Give back every one of the following records line for line, changing nothing.

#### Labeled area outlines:
* * *
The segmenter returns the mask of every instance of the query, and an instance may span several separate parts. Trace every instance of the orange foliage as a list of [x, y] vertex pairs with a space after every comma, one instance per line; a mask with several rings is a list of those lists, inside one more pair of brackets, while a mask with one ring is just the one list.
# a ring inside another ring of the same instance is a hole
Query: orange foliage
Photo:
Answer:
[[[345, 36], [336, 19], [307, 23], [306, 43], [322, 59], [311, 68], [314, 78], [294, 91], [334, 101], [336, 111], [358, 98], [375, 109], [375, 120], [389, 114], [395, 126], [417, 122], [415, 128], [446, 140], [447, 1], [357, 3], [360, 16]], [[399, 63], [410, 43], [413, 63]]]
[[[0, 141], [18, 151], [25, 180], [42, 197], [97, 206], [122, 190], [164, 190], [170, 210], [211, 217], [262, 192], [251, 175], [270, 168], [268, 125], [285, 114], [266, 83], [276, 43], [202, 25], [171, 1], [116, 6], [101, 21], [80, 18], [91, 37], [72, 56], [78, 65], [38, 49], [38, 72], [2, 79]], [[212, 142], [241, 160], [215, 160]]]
* * *
#### THE OUTPUT:
The segmenter returns the mask of every instance of the query, and an instance may span several separate parts. Trace every instance of the orange foliage as a list of [x, y] vertex pairs with a space after every comma, one instance per line; a mask with several rings is a list of those lists, inside one more pair of brackets, while a mask with one ring is just the one list.
# a ring inside another ring of the same instance is a hole
Query: orange foliage
Photo:
Answer:
[[[345, 36], [336, 19], [307, 23], [306, 43], [322, 59], [311, 68], [314, 78], [294, 91], [334, 101], [336, 111], [358, 98], [375, 109], [375, 120], [389, 114], [395, 126], [417, 122], [415, 128], [446, 140], [447, 1], [357, 3], [360, 16]], [[399, 63], [410, 43], [413, 63]]]
[[[0, 141], [18, 151], [25, 180], [42, 197], [97, 206], [122, 190], [164, 190], [170, 210], [211, 217], [262, 192], [251, 175], [270, 168], [268, 125], [285, 114], [266, 83], [276, 43], [202, 25], [171, 1], [116, 6], [101, 21], [80, 18], [91, 37], [72, 56], [78, 65], [38, 49], [38, 72], [2, 79]], [[212, 142], [241, 160], [215, 160]]]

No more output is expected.